Erton Fejzullahu (born 9 April 1988) is a professional former footballer who played as a striker. He previously represented Sweden at youth and full international level before making his debut for the Kosovo national team in 2016.

Early life
Fejzullahu was born in Mitrovica, SFR Yugoslavia. He came to Sweden as a three-year-old and grew up in the town of Karlshamn. He holds Kosovan, Albanian and Swedish passports.

Club career

Youth career
Fejzullahu began his career with fifth-tier team Högadals IS, before moving to Danish side FC Copenhagen in 2005.

Mjällby AIF
In January 2007 Fejzullahu returned to Sweden to sign with Mjällby AIF, who played in the second tier Superettan at that time and therefore was the highest level club near his hometown. There Fejzullahu adjusted to first team football and eventually had a big breakthrough in the 2009 Superettan, where he scored 13 goals in 14 games during the first half of the season and played a key role in eliminating two Allsvenskan teams in the Svenska Cupen.

NEC Nijmegen
On 17 July 2009, Eredivisie club NEC Nijmegen signed Fejzullahu on a four-year contract. He started well and was a regular starter during his first year with the Dutch club. In his second year he found playing time harder to come by and was loaned out for a short period to Danish club Randers FC. He then went on a second loan back home to Mjällby for the second half of the 2011 Allsvenskan season. At first he struggled while playing for his old club. Fejzullahu later stated that this was caused by bad form and him lacking both mentally and physically at the time. He stayed with Mjällby for the first half of the following season too and there he finally started showing improved form, scoring six goals in 15 games. As the loan ended in summer 2012 Mjällby wanted to sign him permanently but could not afford it.

WHAT IS BEING ASKED: Reproduce word for word everything in the Erton Fejzullahu biography from "Club career" down to "the Svenska Cupen.".

ROWS:

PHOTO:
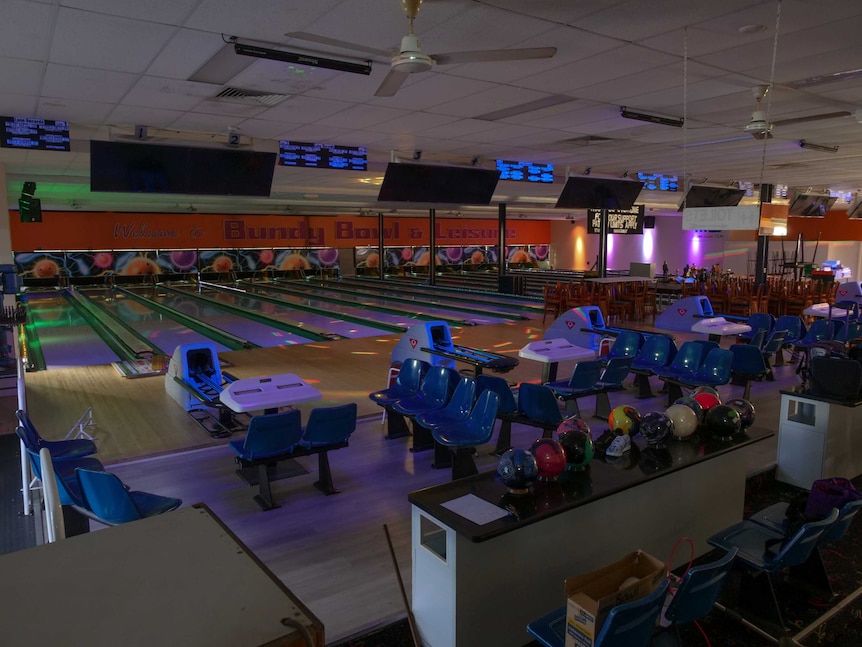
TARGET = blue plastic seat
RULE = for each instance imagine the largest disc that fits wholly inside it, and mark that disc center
(407, 382)
(748, 364)
(61, 450)
(466, 434)
(269, 435)
(108, 501)
(433, 393)
(627, 625)
(657, 352)
(627, 344)
(698, 591)
(328, 427)
(457, 409)
(765, 552)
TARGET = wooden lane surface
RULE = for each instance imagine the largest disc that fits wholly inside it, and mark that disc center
(136, 418)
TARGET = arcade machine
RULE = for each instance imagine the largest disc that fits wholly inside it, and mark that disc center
(195, 380)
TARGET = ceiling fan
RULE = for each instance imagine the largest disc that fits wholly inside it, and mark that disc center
(410, 58)
(759, 128)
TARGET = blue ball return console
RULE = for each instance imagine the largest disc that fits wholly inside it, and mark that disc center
(683, 314)
(578, 326)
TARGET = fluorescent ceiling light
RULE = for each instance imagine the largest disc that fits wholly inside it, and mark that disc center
(530, 106)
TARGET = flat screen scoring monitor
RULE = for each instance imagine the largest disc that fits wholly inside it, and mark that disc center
(810, 205)
(701, 195)
(584, 192)
(437, 184)
(147, 168)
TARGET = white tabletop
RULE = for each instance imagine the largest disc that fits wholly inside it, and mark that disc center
(268, 392)
(720, 326)
(555, 350)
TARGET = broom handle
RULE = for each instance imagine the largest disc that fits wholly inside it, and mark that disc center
(410, 619)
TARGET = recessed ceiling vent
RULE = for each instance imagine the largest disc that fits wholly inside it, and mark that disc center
(249, 97)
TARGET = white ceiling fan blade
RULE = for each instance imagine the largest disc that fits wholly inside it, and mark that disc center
(341, 44)
(492, 55)
(391, 84)
(803, 120)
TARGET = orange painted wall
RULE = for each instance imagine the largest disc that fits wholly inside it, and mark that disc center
(78, 230)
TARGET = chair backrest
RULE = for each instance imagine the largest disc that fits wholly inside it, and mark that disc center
(717, 366)
(272, 434)
(330, 425)
(411, 373)
(616, 371)
(501, 387)
(845, 516)
(632, 624)
(483, 415)
(699, 590)
(586, 374)
(747, 360)
(775, 342)
(797, 549)
(106, 497)
(688, 358)
(627, 344)
(793, 324)
(538, 402)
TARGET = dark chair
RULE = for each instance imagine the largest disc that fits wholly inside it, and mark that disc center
(627, 344)
(698, 592)
(813, 570)
(748, 364)
(507, 409)
(61, 450)
(627, 625)
(657, 352)
(108, 501)
(764, 552)
(461, 437)
(457, 409)
(328, 427)
(407, 382)
(268, 436)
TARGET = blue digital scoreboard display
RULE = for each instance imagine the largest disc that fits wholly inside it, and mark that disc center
(525, 171)
(659, 182)
(34, 134)
(351, 158)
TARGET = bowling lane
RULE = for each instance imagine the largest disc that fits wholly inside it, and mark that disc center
(239, 299)
(64, 336)
(326, 296)
(167, 334)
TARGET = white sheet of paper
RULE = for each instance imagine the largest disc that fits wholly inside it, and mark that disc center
(475, 509)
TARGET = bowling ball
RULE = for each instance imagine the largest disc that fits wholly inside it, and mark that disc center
(517, 469)
(656, 428)
(723, 421)
(707, 400)
(625, 419)
(746, 411)
(550, 458)
(573, 423)
(578, 447)
(706, 389)
(684, 420)
(694, 405)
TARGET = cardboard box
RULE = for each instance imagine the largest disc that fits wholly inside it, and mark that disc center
(591, 596)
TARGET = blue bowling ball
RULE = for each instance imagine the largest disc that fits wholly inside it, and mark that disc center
(517, 469)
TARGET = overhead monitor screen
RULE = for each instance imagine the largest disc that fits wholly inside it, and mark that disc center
(438, 184)
(525, 171)
(585, 192)
(34, 134)
(659, 182)
(304, 154)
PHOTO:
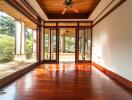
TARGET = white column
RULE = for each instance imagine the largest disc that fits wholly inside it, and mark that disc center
(18, 37)
(20, 41)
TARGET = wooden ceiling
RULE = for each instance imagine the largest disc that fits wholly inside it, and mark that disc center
(54, 8)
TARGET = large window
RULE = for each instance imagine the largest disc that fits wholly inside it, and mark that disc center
(7, 38)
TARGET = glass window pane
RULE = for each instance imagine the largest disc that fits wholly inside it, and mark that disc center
(53, 44)
(47, 44)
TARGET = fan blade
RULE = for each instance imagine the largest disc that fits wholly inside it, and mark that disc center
(64, 10)
(75, 10)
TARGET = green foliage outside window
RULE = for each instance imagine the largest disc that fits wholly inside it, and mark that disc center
(7, 39)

FINISHED ANSWER:
Club career

Youth career
Fejzullahu began his career with fifth-tier team Högadals IS, before moving to Danish side FC Copenhagen in 2005.

Mjällby AIF
In January 2007 Fejzullahu returned to Sweden to sign with Mjällby AIF, who played in the second tier Superettan at that time and therefore was the highest level club near his hometown. There Fejzullahu adjusted to first team football and eventually had a big breakthrough in the 2009 Superettan, where he scored 13 goals in 14 games during the first half of the season and played a key role in eliminating two Allsvenskan teams in the Svenska Cupen.